Exercise input ->
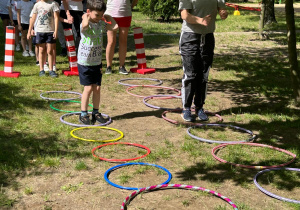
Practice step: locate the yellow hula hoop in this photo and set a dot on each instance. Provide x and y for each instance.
(98, 127)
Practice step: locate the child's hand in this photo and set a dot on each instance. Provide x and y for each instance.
(54, 35)
(28, 35)
(206, 20)
(223, 14)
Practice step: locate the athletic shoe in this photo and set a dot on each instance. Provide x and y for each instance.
(25, 53)
(84, 120)
(42, 73)
(201, 114)
(122, 70)
(187, 115)
(18, 48)
(63, 52)
(98, 117)
(108, 70)
(31, 53)
(46, 68)
(52, 74)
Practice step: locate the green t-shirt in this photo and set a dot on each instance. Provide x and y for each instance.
(201, 8)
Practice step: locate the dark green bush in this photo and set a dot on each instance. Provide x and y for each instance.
(159, 8)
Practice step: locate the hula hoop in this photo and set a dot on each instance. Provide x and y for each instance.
(164, 116)
(82, 125)
(180, 186)
(221, 142)
(152, 86)
(121, 160)
(253, 144)
(109, 140)
(52, 84)
(128, 164)
(61, 110)
(271, 194)
(159, 96)
(125, 84)
(60, 99)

Instructions for the task ->
Copy out every row above word for word, leaving out the picture.

Solution ->
Practice step: locate the yellow hula hoop in this photo and set a dot on each instance. Provide x and y for each instance.
(98, 127)
Practice step: locate the child's hand in this photo and set a dot on each instance. Provide x and y for each instance.
(54, 35)
(28, 35)
(206, 20)
(223, 14)
Practice step: locate the athletic shoe in this photo and set a dot on each instance. Provide x and y for each instance.
(25, 53)
(84, 120)
(42, 73)
(201, 114)
(122, 70)
(187, 115)
(18, 48)
(63, 52)
(98, 117)
(108, 70)
(31, 53)
(46, 68)
(52, 74)
Practice step: locate the green t-shirt in this photo and set a dot on each instance. Provide x and y for each instance.
(201, 8)
Practice step: locate the dark green bush in this photo and set a dot on each instance. Provide x and y for each instance.
(159, 8)
Practice step: locate the hula hoop in this photo and set a dot on each instance. Provide x and y for each instance.
(164, 116)
(82, 125)
(180, 186)
(221, 142)
(152, 86)
(121, 160)
(253, 144)
(109, 140)
(52, 84)
(128, 164)
(61, 110)
(271, 194)
(159, 96)
(125, 84)
(60, 99)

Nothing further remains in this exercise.